### Task objective
Some of the lines below need repeating. Reproduce exactly those between the lines holding "traffic light visor" and "of the gray", inclusive.

____ Given entries

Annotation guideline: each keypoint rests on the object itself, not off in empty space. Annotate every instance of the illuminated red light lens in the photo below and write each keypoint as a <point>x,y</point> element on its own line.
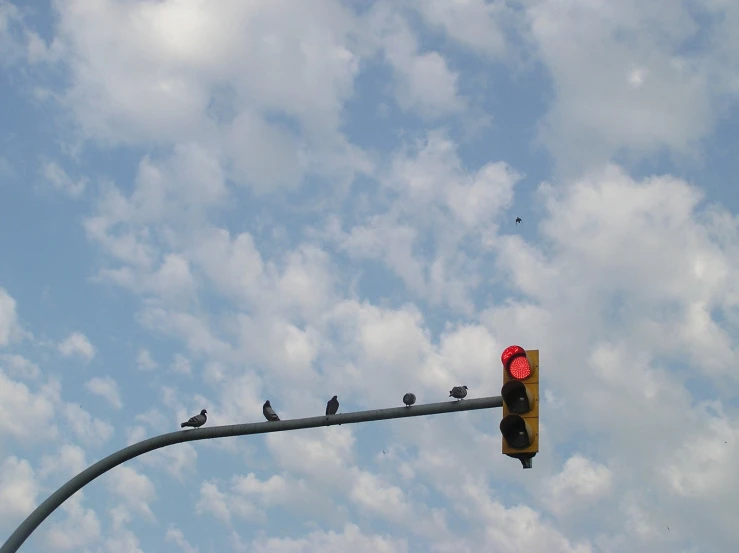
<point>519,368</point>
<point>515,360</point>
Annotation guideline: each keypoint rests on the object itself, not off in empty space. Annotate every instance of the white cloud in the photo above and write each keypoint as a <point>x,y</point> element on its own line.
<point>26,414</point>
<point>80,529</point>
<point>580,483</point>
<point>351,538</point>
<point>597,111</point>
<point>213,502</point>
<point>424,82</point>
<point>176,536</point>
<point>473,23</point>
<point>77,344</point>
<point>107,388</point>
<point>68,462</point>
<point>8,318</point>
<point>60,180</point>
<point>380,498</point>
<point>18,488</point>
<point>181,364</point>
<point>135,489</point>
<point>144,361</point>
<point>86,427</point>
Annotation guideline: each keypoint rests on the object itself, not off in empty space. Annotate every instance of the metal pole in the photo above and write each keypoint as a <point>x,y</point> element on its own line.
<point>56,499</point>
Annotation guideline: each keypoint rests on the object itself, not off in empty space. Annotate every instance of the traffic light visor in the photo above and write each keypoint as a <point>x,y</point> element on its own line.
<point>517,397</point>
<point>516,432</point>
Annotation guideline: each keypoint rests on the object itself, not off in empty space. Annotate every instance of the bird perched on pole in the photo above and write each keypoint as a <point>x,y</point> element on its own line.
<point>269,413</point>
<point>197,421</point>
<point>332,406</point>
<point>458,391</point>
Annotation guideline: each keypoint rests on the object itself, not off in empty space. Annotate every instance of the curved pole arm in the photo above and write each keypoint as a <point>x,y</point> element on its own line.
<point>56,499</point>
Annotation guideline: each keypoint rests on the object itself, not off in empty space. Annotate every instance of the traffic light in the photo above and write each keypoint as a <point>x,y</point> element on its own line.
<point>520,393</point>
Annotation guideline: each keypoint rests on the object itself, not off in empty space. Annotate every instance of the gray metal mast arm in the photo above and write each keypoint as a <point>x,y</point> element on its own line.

________
____ Given entries

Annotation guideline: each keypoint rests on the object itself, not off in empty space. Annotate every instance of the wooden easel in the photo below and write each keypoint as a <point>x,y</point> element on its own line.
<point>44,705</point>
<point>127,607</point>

________

### Response box
Annotation guideline: each keypoint rests on the object itself, not off in empty space. Annotate every instance of the traffic light visor in the photo above and write each keypoint as a <point>x,y</point> element on its own line.
<point>517,397</point>
<point>516,432</point>
Annotation guideline: each keypoint rests on the object itself, not off in empty space. Annotate every instance of the bird perched on pole in the photo above and write each keypoint as a <point>x,y</point> element on its own line.
<point>269,413</point>
<point>197,421</point>
<point>332,406</point>
<point>458,391</point>
Annotation guideline: each keypoint rests on the object itself, not off in empty space. Annotate every instance of the curved pole arm in the photo above and write each keypoint as a <point>x,y</point> element on its own line.
<point>56,499</point>
Annotation guideline: each keypoint rests on the object itself, not off in empty space. Annotate every instance of the traffic light in the photo above and write each keypoint as a <point>x,y</point> element on its own line.
<point>520,393</point>
Annotation guideline: each keypoint rests on the object itself, not off in empty space. Annotate every instance of the gray metal mast arm in the photo above and write each keypoint as a <point>x,y</point> element on its own line.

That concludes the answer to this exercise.